> _Task to carry out_
Filter the records below and copy every line containing the word "iron".

* * * * * * * * *

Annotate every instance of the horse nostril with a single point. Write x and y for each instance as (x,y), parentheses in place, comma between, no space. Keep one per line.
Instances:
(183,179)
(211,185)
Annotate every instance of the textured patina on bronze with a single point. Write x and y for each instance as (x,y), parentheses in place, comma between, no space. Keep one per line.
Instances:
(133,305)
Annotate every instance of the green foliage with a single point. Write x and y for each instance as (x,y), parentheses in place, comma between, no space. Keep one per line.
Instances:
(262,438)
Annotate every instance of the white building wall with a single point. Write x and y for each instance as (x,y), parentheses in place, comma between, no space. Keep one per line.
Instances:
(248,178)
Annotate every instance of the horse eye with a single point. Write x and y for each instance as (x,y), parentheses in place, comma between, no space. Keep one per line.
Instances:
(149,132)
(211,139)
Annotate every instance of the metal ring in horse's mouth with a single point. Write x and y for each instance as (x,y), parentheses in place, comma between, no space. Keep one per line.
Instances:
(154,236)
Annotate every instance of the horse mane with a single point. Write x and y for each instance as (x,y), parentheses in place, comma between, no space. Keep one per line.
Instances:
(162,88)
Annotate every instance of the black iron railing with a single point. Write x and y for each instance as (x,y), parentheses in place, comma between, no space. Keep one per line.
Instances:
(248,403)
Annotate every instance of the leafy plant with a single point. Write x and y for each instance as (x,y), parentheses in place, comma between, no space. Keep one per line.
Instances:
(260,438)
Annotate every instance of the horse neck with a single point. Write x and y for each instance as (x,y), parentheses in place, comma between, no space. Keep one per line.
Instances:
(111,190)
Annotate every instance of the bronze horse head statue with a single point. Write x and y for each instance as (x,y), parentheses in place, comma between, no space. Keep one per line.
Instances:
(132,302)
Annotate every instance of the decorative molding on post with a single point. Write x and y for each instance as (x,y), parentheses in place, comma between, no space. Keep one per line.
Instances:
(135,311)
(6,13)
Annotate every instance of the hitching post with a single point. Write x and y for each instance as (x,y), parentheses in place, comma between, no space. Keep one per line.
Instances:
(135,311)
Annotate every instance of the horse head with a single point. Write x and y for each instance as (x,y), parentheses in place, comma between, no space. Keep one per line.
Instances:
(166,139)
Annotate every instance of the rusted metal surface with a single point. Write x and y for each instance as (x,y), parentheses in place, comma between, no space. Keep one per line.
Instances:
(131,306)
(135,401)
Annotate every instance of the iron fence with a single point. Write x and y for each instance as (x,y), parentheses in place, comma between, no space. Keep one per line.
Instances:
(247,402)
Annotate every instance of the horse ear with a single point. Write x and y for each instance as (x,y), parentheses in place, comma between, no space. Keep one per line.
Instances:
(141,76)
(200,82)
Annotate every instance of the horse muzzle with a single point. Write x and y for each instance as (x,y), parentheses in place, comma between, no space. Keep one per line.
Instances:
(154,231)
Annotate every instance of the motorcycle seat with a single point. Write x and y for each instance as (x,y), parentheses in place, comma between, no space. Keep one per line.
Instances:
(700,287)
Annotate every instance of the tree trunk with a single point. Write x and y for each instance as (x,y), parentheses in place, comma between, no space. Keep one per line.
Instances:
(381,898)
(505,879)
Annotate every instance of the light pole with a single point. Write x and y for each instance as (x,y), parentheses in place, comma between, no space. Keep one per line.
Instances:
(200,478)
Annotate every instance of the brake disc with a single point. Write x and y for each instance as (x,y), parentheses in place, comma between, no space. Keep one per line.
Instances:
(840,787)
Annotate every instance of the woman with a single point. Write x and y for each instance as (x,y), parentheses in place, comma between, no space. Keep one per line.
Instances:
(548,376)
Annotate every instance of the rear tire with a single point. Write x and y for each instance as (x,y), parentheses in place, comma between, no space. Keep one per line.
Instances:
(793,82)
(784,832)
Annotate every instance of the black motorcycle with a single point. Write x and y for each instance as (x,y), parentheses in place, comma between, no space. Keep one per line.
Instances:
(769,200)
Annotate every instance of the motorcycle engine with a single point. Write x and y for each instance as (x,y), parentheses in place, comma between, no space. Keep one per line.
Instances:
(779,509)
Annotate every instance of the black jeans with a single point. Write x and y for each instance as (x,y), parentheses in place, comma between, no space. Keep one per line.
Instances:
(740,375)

* * * * * * * * *

> _Completed exercise_
Annotate every instance of the black iron railing with a single point. Write x and y for each instance as (x,y), parentheses in place, comma between, no space. Keep one per line.
Annotate every instance of the iron fence with a single point. Write x and y for each instance as (x,y), parentheses in place, comma between, no space. Keep one per line.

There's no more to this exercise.